The Court of Appeals reversed the ruling below which had held Seven Seas to be solely liable for damages in connection with the destroyed stage. Seven Seas pointed to the Firemen’s Fund umbrella liability policy – which did not list the stage as excluded property and did not exclude marine transport from the covered perils – in arguing that the Firemen’s Fund policy covered these damages as well. The Court of Appeals agreed, and held that the Tall Pony policy with Firemen’s Fund also provided coverage for the loss in this case. In so holding, the Court construed Florida law on the parol evidence rule in deciding that the District Court had impermissibly relied on extrinsic evidence of the Firemen’s Fund “wish” not to underwrite the risk, since the provisions of the “all risk” policy were not ambiguous such that extrinsic evidence could be considered. Therefore, the District Court’s holding that Seven Seas was exclusively liable for the losses in this case was reversed. The Court further reasoned that, under Florida law, where two insurance policies provide coverage for a loss, but both contain an “other insured” clause purporting to place primary responsibility on the other insurer, these “other insured” clauses cancel each other out, and trial court liability for damages should be apportioned on a pro rata basis between the two insurers under their respective policies. As a final note, the Court of Appeals affirmed the ruling below that the “all risk” language of the Seven Seas insurance policy did not provide for coverage of the consequential damages for loss of use of the stage or Tall Pony’s loss of profits.

Limitation of Liability

The grounding of a tug on the coral reefs of the Biscayne National Park gave the Eleventh Circuit the opportunity to decide the interplay between two competing federal statutes, the Limitation of Vessel Owner’s Liability Act (“Limitation Act”) and the Park System Resources Protection Act (“PSRPA”). This case arose when the tug ALLIE-B caused damage in the amount of $3,069,200.00 to underwater coral reefs in the National Park, and another $1,000,000.00 to the barge it was towing at the time of the grounding. The owners and operators of the tug filed a petition for exoneration from or limitation of liability under the Limitation Act, hoping to cap their liability at the figure of $1,204,860.00, the post-casualty value of the vessel plus its pending freight. The United States argued that there was a clear conflict between the Limitation Act and the PSRPA, thereby precluding a limitation of liability for the United States’ PSRPA claims. The District Court agreed, holding that the United States would be entitled to complete recovery of its damages, if proven.

* _Exercise instructions_:
(A) In the case summaries, at what figure did the owners and operators of the tug ALLIE-B hope to cap their liability?
(B) Continue the case summaries from the point where they stop.

* _Given information_:
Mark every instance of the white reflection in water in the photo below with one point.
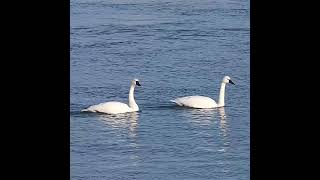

* _Answers for the exercise_:
(A) $1,204,860.00, the post-casualty value of the vessel plus its pending freight.

(B)
The Eleventh Circuit affirmed the District Court’s determination, citing to the clear conflict between the statutory language and congressional intent of the two Acts. The Court of Appeals first reasoned that there was “nothing in the language of the PSRPA which suggests that damages under the Act should be in any way limited.” The Court further relied on the fundamentally different theories of liability of the two statutes, as the PSRPA is a strict liability statute, while the Limitation Act is premised on a theory of negligence. Furthermore, the PSRPA provides for liability either in personam or in rem, while a Limitation Act petition is in the nature of an in rem proceeding because liability is limited to the value of the res causing the damage. The Court noted that the application of the Limitation Act to a PSRPA claim would render the in personam clause meaningless, thereby violating the canon of statutory construction that discourages a reading of a statutory scheme that would render a part of a statute a mere surplusage.

The owners of the tug argued that had Congress intended to preclude the application of the Limitation Act to PSRPA claims, it would have specifically provided as such, as it did in the Oil Pollution Act of 1990 and the Marine Sanctuaries Act. The Eleventh Circuit rejected this argument by citing to the interpretation given such congressional silence in the Rivers and Harbors Act, wherein the failure to make any reference to the Limitation Act was held not to imply an intent to apply the Limitation Act. The Court ultimately concluded that because the PSRPA is the more specific and the more recent statute (by almost 140 years), the provisions thereof control and the petition for limitation of liability was properly denied.

National Marine Sanctuaries Act “NMSA”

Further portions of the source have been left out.